Records from a point-labeling set

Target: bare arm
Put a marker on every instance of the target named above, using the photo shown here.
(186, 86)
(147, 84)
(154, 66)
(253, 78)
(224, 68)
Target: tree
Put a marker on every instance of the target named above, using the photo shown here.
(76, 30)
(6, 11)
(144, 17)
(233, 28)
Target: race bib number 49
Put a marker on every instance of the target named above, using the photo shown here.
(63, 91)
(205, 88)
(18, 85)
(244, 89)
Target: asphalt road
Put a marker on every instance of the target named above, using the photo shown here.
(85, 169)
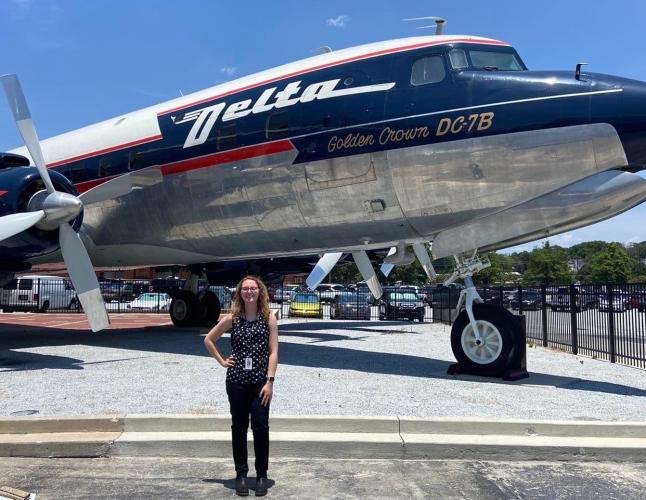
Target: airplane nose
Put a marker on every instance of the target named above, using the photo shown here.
(632, 123)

## WHAT THE TASK REQUIRES
Please repeat the lines above, switching "using the photo shown here" to "based on the image provided" and keeping everything else the same. Leave the pictures out of your answer.

## FULL SOLUTION
Target: bare arm
Put a marker on every instance of the target named above, based on the image provided.
(186, 86)
(147, 84)
(154, 66)
(253, 78)
(224, 68)
Target: tree
Put a marker on every instance of the target named above, based on the image provided.
(76, 30)
(6, 11)
(144, 17)
(233, 28)
Target: race bib number 49
Put a marker on every instance of the target named above, based on the image provided.
(63, 91)
(205, 88)
(18, 85)
(244, 89)
Target: asphalt road
Put a marker on every instance of the target named above, based on the image provided.
(85, 169)
Target: airplane nose
Put a marker on every instance of the target named above, based on the image provided.
(632, 123)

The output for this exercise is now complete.